Supplied entries =>
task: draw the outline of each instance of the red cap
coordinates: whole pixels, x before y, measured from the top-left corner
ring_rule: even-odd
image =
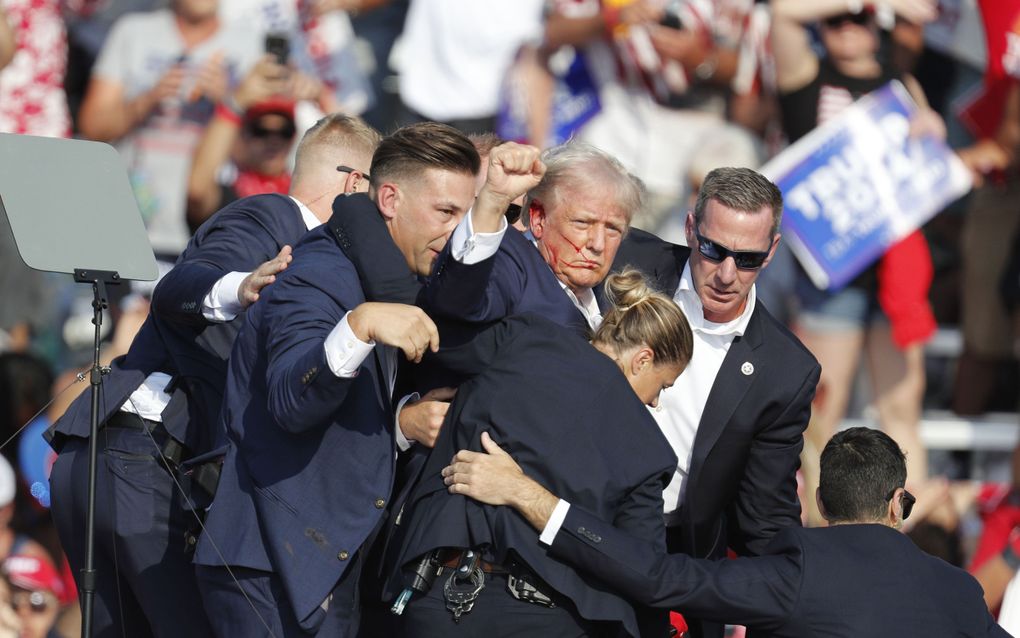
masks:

Instructions for the task => Reproduce the records above with "red cap" replaced by "yellow helmet" and every other line left unchanged. Omit the pictures.

The solution =>
task: draw the outline of each instance of the yellow helmet
coordinates: whole pixels, x before y, measured from the top-left corner
ring_rule: even-odd
image =
masks:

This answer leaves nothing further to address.